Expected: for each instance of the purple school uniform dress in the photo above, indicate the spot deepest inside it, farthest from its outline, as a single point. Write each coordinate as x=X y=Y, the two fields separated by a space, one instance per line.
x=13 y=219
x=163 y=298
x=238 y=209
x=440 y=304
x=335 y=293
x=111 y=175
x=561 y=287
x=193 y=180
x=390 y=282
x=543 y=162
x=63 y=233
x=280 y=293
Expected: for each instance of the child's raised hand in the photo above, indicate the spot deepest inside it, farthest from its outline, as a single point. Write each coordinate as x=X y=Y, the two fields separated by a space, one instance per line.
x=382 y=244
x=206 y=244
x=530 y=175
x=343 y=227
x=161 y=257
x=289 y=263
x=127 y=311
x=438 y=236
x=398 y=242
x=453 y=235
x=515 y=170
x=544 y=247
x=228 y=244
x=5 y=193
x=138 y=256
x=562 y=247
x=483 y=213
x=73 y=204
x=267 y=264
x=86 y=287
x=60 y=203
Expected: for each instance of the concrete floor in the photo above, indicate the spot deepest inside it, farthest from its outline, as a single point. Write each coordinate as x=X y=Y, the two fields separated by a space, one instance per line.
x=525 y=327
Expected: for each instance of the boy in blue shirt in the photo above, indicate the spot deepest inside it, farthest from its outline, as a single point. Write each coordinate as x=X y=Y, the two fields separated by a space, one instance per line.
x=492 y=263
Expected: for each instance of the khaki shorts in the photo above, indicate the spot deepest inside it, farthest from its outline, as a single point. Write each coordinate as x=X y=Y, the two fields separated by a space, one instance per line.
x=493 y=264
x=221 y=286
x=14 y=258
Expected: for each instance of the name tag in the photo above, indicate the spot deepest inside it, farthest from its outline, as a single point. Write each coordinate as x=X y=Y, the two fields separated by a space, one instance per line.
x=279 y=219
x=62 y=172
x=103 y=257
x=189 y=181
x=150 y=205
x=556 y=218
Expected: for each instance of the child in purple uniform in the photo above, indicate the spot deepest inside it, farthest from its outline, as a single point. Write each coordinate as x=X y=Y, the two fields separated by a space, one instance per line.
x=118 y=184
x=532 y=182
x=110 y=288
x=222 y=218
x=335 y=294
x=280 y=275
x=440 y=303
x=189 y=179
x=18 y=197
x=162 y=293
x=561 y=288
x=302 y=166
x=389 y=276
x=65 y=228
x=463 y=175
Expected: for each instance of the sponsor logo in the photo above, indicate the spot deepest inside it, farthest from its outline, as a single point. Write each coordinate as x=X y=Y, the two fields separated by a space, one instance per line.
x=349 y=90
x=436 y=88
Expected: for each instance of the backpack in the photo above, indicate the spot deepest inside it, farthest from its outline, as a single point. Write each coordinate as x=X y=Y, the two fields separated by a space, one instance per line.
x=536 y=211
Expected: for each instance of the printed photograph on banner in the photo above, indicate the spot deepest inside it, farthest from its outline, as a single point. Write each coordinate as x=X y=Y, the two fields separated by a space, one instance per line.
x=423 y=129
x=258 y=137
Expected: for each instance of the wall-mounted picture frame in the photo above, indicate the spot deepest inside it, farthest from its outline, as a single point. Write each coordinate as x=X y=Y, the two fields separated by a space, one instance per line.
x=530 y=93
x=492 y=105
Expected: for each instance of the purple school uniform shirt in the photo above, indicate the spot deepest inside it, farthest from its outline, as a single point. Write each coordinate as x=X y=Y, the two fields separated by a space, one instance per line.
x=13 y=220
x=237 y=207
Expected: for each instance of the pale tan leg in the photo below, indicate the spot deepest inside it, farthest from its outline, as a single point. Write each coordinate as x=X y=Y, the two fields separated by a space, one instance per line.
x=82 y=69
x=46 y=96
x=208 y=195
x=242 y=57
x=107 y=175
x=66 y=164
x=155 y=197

Challenge
Using the data above, reproduce every line exactly.

Response for this exercise
Expected: for each instance of the purple school uniform dress in the photo above, indicate the spot deepest inside it, farthest from its outline, as a single point. Write each coordinate as x=X y=Y, the two fields separated by a space, one instance per line.
x=13 y=219
x=163 y=298
x=238 y=209
x=440 y=304
x=335 y=293
x=111 y=175
x=561 y=287
x=193 y=180
x=390 y=282
x=543 y=162
x=63 y=233
x=280 y=293
Expected: for each instance of the child's raised hand in the photo above, indicate the spot deepest inside it, farthest from its outline, as a single point. Write each coordinate as x=X y=Y, the two fields separated by a space, one instance per line.
x=382 y=244
x=206 y=244
x=530 y=175
x=343 y=227
x=161 y=257
x=289 y=263
x=127 y=311
x=438 y=236
x=398 y=242
x=453 y=235
x=515 y=170
x=544 y=247
x=228 y=244
x=5 y=193
x=138 y=256
x=562 y=247
x=483 y=213
x=73 y=204
x=267 y=264
x=86 y=287
x=60 y=203
Expected: for each instance of the concrete floor in the photo above, indicate the spot deepest inside it, farthest from its outline, as a single point. Write each coordinate as x=X y=Y, the two fields separated by a space, one instance per line.
x=525 y=327
Expected: for each instance of the boy in blue shirt in the photo above, indicate the spot deepest inside it, farthest from its outline, as a single point. Write each coordinate as x=X y=Y, the two fields separated by a space, one instance per line.
x=492 y=263
Expected: for each instance of the khaki shorts in the photo above, indicate the spot deepest inside it, farthest from its outline, as a single point. Write each coordinate as x=X y=Y, the two fields separated by a space, one instance per line.
x=493 y=264
x=221 y=286
x=14 y=258
Expected: for each instance of the name tag in the photo above, indicate the spot deepest inside it, farthest from its outline, as a single point. Write each coordinate as x=X y=Y, the two fields separated by a space, one instance per line.
x=279 y=219
x=62 y=172
x=103 y=257
x=189 y=181
x=150 y=205
x=556 y=218
Expected: for each instance of the child in purple uniform in the photo above, indicate the spot deepest inside it, farthest from its outline, as a single point. Write each coordinate as x=X y=Y, the two fields separated by a space, one instance per line.
x=118 y=184
x=532 y=182
x=110 y=288
x=222 y=218
x=335 y=294
x=280 y=275
x=440 y=303
x=189 y=179
x=18 y=197
x=162 y=293
x=561 y=288
x=302 y=166
x=389 y=276
x=65 y=228
x=463 y=175
Expected: for each instance of the sponsor logo in the photo above, indicate the spot deepest inside it, farthest from its outline, as a single point. Write each coordinate as x=X y=Y, the two fields separated by a space, one instance per line.
x=349 y=90
x=436 y=88
Expected: for each instance of the backpack in the photo above, indicate the spot deepest inside it, farthest from its outline, as a single point. Write each coordinate as x=X y=Y, the two fields separated by a space, one instance per line.
x=536 y=211
Expected: for each instance of the printed photograph on banner in the photo above, indicate the spot deepest inside it, farthest from its outline, as a single point. Write each coordinate as x=X y=Y, the two fields separated by a space, one instance per line.
x=423 y=129
x=258 y=137
Expected: for each instance of the wall-mounted picture frame in the photo above, indicate the spot deepest inside it, farthest from its outline, as a single point. Write each coordinate as x=X y=Y, the two fields separated by a space, one instance per line.
x=530 y=93
x=492 y=105
Expected: for each instance of the purple school uniform shirt in the photo above, indicate the spot deepest inside it, farthest from its outline, as a single point. Write each coordinate as x=X y=Y, the two fields separated by a space, one instance per line.
x=13 y=220
x=237 y=207
Expected: for each instance of the pale tan leg in the photo below, indicate the spot deepest inside it, farthest from its outline, as a single point. Write each coordinate as x=X y=Y, the two fields separated by a space, one instance per line.
x=82 y=69
x=46 y=96
x=208 y=195
x=242 y=57
x=107 y=175
x=66 y=164
x=155 y=197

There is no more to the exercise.